» STATED GOAL 1
In the account of Woodruff's accident, whom did police identify as the owner of the abandoned car?
» STATED GOAL 2
Summarize the account of Woodruff's accident in two sentences.

» QUOTED TEXT
★ ★ ★ ★
In December 2008, Woodruff was driving her sister's car in Waterford, Michigan. The car was registered in Tennessee and insured under a Tennessee no-fault policy issued by State Farm to Woodruff's sister. While Woodruff was stopped at a traffic light, an unknown driver struck Woodruff's car in the rear and pushed it into another car. Woodruff testified at her deposition that a young man got out of the passenger side of the car that struck her and asked if she was okay. After the young man got back into the car, the driver turned around and drove away. Two witnesses followed the unknown driver's car as it left the scene of the accident. Police officers later discovered the car abandoned and identified the owner as Dequvae Rosan Abcumby.

Woodruff sustained various injuries in the accident, including injuries to her back and neck. She later filed a claim for personal protection insurance—commonly referred to as PIP— benefits with State Farm. State Farm paid the PIP benefits to Woodruff.

In December 2011, Woodruff sued State Farm for uninsured motorist benefits. Woodruff alleged that she provided State Farm with adequate proofs that her injuries arose from an accident involving an uninsured motorist, but State Farm repeatedly refused to settle her claim. Woodruff asked for a judgment ordering State Farm to compensate her for her injuries consistent with the policy's uninsured motorist provision.
★ ★ ★ ★
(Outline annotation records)
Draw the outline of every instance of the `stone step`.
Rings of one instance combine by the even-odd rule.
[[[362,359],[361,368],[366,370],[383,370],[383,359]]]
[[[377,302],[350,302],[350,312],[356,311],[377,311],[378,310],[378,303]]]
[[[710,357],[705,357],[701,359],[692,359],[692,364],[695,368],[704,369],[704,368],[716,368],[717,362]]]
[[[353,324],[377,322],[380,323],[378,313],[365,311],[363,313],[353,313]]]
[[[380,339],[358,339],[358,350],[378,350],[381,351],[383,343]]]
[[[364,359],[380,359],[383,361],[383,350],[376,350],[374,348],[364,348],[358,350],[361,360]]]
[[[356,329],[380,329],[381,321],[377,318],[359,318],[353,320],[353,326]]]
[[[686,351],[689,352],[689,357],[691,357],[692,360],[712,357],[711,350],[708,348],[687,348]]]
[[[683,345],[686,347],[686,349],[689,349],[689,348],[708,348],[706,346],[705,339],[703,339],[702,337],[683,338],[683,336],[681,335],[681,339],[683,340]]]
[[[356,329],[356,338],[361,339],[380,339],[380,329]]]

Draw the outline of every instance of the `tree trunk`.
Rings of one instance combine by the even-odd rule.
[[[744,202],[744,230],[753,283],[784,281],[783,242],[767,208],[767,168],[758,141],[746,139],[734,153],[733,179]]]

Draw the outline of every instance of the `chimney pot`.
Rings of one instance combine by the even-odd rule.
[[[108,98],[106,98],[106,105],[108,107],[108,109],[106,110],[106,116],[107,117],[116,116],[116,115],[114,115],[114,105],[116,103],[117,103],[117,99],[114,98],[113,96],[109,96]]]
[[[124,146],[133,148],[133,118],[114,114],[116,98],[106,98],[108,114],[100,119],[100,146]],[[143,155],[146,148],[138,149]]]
★ ★ ★ ★
» WORKED ANSWER 1
Dequvae Rosan Abcumby

» WORKED ANSWER 2
In December 2008, an unknown driver rear-ended the car Woodruff was driving and then drove away, leaving her with back and neck injuries; the car belonged to her sister and was insured under a Tennessee no-fault policy issued by State Farm. State Farm paid Woodruff PIP benefits, but in December 2011 she sued the company for uninsured motorist benefits, alleging it had repeatedly refused to settle her claim.